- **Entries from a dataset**
========================================

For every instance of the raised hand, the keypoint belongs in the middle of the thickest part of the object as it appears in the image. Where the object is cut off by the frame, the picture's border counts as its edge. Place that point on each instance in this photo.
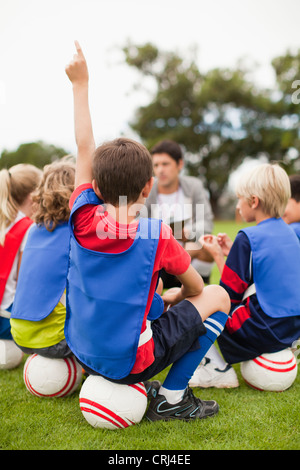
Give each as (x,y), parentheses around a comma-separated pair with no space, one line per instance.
(77,69)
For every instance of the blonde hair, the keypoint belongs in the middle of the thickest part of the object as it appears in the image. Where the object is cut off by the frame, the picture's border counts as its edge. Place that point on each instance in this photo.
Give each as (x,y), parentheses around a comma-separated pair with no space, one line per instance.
(270,183)
(53,193)
(15,185)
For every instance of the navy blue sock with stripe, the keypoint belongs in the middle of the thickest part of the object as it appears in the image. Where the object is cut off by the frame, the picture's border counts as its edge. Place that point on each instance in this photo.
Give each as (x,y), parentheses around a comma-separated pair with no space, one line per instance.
(183,369)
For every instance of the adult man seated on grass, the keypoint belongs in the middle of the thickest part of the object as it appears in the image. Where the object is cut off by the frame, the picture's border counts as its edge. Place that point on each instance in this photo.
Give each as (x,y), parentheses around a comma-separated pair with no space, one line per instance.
(182,202)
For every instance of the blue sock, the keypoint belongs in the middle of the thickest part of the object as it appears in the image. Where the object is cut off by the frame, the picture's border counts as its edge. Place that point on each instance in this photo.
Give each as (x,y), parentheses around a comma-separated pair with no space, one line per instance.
(183,369)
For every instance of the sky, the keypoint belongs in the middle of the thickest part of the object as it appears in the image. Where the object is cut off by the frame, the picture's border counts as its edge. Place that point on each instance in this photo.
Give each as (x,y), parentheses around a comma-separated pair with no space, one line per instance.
(37,41)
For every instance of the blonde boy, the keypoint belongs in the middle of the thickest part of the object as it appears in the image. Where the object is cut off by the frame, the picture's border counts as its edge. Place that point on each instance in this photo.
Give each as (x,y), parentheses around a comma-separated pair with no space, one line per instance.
(261,274)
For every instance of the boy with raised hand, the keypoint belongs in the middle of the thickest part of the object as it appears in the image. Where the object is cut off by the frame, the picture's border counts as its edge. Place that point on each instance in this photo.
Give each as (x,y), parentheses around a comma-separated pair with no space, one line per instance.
(292,211)
(115,259)
(261,275)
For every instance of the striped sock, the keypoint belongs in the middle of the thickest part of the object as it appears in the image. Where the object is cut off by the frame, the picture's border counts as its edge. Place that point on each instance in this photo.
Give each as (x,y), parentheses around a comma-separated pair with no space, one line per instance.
(183,369)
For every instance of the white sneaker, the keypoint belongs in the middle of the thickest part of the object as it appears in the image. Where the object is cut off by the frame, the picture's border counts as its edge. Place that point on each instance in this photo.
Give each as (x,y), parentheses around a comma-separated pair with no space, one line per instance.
(207,375)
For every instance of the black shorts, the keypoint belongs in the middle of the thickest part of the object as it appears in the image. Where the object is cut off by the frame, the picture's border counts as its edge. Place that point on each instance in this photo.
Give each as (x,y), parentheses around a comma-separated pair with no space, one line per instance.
(175,333)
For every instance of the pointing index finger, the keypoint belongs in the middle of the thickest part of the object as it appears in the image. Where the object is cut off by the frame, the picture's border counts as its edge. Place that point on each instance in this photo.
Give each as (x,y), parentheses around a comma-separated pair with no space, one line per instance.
(78,49)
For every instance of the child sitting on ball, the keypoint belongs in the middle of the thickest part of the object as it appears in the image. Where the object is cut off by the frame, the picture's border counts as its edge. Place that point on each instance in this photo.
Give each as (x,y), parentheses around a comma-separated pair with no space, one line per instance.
(261,275)
(115,259)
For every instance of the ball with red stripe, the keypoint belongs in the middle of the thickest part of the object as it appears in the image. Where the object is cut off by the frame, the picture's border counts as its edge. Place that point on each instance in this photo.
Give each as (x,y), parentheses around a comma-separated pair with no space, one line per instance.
(274,372)
(45,377)
(105,404)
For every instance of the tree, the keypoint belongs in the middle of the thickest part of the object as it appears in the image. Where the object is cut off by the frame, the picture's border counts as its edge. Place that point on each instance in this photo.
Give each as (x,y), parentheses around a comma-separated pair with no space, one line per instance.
(36,153)
(220,117)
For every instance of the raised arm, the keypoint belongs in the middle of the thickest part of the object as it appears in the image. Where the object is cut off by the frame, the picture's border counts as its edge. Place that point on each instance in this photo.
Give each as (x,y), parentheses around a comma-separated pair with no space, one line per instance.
(77,72)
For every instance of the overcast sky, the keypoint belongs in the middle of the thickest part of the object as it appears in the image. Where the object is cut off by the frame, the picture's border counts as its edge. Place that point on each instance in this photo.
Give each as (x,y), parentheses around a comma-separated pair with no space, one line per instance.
(36,42)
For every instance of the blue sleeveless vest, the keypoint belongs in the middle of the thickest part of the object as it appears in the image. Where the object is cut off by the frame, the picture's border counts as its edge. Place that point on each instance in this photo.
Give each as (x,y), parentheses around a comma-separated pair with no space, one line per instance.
(296,227)
(107,294)
(43,273)
(276,267)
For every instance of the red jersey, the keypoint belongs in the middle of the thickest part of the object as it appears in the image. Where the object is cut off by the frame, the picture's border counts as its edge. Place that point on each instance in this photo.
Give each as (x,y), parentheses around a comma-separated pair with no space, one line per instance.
(96,230)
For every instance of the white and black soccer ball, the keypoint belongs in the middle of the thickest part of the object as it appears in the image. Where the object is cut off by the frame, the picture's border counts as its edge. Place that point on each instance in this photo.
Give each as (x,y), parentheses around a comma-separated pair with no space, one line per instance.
(10,355)
(274,372)
(45,377)
(110,405)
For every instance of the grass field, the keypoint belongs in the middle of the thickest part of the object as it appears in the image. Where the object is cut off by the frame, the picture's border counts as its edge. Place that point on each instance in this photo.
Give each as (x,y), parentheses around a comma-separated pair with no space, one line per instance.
(248,419)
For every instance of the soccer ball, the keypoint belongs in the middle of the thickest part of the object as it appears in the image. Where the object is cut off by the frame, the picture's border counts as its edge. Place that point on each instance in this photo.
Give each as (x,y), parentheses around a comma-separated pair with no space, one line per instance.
(274,372)
(10,355)
(105,404)
(45,377)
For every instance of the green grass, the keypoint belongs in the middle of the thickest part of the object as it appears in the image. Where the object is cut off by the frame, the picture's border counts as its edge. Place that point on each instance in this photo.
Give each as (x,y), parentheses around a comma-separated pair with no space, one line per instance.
(247,420)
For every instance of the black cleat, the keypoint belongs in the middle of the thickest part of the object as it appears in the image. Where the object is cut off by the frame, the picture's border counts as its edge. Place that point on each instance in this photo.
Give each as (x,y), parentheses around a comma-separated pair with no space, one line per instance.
(152,387)
(189,408)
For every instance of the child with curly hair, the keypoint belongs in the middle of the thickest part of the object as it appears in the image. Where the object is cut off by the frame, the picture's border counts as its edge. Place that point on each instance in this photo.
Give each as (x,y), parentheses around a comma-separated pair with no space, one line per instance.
(38,315)
(16,187)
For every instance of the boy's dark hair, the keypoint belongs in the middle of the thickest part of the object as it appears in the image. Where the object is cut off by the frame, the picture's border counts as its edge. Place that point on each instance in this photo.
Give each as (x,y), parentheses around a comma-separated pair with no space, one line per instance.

========================================

- **Stated exercise**
Print only the lines from the one with "For every instance of the black cleat, the" to the end of the records, both included.

- **Result of the exercise**
For every instance of the black cleat, the keypoint belongs in the middle of the thickest part of the object as it appears in the image. Where the object is cut off by the frame, the picture's border counts as its edge. Place that point on each instance in this photo.
Give each as (x,y), parentheses around a comma-separated pair with no space, one line per instance.
(152,387)
(189,408)
For every instance of the child with curly hair, the keypoint belongs in the middle of the thickest part of the object as it appears in the image. Where the object is cut off by the frame, the picture's border counts as its edge. Place that point on each instance in this photo.
Give each as (x,y), parentheses around a comma-separated pair with no space, one line per instance.
(38,315)
(16,187)
For every instance of the boy's dark hair, the keypoint belongs in the middle of the thickest part of the object as it appears in the image. Where the object is cut off by the frame, the picture's border counts as its edge. Place that point on each instance in this photo.
Give each as (x,y), parentheses around a comma-separated pair with no space, one line per instance.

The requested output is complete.